Please say whether each statement agrees with the GV70 interior review: (a) the touchscreen can be operated with a clickwheel on the transmission tunnel; (b) the GV70 shares its interior design and layout with the G70; (c) the touchscreen is a 12.3-inch unit. Give yes or no for each, with the deciding words from the GV70 interior review quoted exactly.

» Study text:
▶

What is it like on the inside?
Interestingly, although the GV70 is supposed to be a sibling of Genesis’ smallest saloon the G70, it’s interior design and layout is completely unique and it’s actually a far nicer place to be (if you avoid the swathes of red leather in our test car, that is).
Let’s start with the obvious bits. That lovely narrow touchscreen is a 14.5-inch unit with high-definition graphics and good responses. It can also be controlled by a clickwheel mounted on the transmission tunnel, which is great for ease of use on the move and also completely necessary because the screen is mounted too far away for the driver to reach. Although who thought it would then be a good idea to go for a rotary gear selector that’s around an inch further back? We’re not exaggerating when we say you WILL flick the GV70 into neutral when trying to delve into the menus. An exceptionally poor piece of design/planning.

◀

Records taken from a dataset

▶

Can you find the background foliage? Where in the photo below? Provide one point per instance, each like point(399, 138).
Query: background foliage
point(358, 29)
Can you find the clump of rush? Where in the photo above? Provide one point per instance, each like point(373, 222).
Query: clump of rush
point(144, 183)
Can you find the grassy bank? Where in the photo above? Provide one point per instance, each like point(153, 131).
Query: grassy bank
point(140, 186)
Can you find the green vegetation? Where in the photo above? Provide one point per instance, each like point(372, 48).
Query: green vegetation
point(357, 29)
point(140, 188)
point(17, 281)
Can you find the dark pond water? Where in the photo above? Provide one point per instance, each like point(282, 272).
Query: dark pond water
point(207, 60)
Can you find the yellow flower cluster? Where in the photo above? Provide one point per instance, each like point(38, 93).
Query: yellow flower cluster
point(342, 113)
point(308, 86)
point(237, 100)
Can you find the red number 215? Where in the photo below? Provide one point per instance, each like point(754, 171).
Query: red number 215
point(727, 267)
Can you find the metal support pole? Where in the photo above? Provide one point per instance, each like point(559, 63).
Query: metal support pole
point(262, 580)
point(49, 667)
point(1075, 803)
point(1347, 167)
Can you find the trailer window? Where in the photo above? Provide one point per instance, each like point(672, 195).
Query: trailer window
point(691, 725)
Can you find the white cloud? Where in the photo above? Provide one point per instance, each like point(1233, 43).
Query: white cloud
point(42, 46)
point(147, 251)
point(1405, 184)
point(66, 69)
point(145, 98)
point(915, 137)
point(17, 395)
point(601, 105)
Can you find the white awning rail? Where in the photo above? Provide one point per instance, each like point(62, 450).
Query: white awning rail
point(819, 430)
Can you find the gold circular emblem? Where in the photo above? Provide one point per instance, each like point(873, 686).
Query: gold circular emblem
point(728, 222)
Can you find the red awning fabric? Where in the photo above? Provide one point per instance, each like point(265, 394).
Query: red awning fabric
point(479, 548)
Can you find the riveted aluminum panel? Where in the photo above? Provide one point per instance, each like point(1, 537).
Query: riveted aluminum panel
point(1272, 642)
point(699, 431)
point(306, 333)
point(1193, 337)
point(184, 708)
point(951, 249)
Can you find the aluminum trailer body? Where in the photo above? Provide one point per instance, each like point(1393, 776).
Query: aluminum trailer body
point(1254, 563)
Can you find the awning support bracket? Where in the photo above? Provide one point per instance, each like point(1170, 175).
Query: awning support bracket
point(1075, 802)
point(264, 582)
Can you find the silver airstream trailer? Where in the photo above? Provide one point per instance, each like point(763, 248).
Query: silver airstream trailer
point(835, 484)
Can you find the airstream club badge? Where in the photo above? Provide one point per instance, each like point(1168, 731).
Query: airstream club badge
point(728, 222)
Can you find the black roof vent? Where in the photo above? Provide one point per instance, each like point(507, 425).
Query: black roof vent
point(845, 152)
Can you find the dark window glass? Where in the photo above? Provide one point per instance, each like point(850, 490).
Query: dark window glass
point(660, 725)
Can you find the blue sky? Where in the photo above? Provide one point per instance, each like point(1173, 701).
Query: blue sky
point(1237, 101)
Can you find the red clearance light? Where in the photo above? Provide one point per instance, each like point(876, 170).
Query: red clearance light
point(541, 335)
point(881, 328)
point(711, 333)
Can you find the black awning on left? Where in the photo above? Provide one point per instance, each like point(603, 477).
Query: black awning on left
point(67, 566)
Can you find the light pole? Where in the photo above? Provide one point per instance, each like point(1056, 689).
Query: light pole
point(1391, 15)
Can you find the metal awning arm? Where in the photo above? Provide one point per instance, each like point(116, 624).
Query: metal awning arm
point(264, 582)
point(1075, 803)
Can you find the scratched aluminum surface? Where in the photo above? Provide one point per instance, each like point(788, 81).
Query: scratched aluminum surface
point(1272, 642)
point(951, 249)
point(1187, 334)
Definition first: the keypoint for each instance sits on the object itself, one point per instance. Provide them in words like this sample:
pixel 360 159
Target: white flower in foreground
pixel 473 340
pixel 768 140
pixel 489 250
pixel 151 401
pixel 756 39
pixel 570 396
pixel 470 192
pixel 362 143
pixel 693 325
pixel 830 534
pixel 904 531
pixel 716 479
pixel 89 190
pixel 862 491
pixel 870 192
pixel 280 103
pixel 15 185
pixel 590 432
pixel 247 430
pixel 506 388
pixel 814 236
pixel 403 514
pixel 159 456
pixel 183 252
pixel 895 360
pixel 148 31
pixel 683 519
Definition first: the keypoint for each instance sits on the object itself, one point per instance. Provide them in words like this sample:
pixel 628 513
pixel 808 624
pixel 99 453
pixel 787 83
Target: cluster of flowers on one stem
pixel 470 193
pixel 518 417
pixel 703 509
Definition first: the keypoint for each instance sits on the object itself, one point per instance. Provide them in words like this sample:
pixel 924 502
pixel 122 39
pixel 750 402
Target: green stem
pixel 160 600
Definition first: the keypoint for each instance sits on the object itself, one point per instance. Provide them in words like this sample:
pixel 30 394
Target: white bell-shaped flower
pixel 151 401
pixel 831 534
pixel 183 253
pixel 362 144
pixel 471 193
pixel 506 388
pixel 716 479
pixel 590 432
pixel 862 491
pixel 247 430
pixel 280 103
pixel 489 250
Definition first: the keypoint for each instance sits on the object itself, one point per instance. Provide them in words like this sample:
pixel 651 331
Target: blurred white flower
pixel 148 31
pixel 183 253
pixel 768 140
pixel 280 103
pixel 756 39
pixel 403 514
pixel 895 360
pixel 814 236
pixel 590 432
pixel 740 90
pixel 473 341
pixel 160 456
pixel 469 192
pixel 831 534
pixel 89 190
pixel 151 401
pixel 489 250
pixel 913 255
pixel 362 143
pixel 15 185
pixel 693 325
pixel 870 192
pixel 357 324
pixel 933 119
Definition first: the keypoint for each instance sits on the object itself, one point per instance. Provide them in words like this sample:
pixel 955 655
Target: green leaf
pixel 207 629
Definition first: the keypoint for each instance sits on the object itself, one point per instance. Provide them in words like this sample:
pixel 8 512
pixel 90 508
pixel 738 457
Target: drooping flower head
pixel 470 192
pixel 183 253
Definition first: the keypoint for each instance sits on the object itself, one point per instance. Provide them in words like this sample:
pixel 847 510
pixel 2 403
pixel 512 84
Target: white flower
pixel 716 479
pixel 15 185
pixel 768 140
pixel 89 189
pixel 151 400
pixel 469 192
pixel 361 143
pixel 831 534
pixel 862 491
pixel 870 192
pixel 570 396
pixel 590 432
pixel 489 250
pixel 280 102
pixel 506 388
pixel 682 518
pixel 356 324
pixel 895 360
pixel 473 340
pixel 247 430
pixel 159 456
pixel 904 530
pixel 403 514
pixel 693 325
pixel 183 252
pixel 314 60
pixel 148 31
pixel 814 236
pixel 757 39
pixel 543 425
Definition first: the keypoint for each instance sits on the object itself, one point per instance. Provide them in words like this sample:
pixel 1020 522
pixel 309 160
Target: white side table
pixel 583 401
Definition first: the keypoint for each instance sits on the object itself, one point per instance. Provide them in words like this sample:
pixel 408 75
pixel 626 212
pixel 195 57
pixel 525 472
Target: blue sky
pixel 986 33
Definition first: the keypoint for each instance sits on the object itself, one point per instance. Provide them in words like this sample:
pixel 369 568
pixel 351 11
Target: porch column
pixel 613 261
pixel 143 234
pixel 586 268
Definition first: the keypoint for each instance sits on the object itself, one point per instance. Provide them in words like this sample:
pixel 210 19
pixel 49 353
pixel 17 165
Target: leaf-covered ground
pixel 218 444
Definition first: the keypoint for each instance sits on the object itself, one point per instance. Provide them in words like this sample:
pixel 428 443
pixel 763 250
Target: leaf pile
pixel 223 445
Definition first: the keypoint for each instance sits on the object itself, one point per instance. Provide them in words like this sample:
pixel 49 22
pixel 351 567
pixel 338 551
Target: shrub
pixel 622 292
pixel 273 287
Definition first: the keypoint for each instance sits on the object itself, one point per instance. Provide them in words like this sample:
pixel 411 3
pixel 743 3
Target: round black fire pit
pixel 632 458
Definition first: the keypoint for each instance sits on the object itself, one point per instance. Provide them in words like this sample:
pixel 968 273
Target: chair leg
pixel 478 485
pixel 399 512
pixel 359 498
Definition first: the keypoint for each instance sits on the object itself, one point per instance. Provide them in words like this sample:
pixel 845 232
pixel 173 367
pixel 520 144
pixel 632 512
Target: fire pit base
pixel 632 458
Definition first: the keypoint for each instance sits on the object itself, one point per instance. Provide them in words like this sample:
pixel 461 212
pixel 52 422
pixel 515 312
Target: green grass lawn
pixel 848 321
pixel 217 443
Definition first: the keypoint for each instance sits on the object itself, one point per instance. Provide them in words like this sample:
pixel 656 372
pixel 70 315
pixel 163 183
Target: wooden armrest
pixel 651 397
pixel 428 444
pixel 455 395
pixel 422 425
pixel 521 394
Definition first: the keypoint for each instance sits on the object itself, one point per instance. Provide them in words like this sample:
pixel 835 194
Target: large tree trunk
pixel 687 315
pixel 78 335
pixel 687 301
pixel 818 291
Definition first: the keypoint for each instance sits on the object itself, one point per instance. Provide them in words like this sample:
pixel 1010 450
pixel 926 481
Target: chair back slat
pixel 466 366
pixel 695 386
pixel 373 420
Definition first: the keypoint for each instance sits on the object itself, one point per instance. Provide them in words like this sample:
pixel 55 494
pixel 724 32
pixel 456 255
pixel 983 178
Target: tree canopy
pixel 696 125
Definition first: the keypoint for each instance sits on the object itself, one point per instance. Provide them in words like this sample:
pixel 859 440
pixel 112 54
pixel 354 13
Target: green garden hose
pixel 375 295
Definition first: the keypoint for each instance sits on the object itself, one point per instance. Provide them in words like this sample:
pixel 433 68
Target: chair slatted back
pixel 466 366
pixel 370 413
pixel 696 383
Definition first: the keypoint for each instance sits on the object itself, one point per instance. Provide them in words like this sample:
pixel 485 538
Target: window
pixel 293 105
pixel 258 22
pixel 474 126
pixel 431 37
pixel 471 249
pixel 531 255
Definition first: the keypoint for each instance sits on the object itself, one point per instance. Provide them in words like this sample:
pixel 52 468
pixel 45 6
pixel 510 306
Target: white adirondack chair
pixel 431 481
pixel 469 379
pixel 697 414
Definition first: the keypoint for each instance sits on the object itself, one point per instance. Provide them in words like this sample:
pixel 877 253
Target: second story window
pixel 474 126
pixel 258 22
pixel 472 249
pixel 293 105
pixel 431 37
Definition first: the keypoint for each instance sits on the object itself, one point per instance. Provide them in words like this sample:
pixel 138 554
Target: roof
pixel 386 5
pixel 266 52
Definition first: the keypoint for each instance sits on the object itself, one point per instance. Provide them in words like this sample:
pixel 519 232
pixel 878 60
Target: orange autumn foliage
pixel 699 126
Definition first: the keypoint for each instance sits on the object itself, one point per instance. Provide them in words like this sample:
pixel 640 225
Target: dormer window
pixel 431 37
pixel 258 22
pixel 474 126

◀

» Worked solution:
(a) Yes: "It can also be controlled by a clickwheel mounted on the transmission tunnel"
(b) No: "it’s interior design and layout is completely unique"
(c) No: "That lovely narrow touchscreen is a 14.5-inch unit"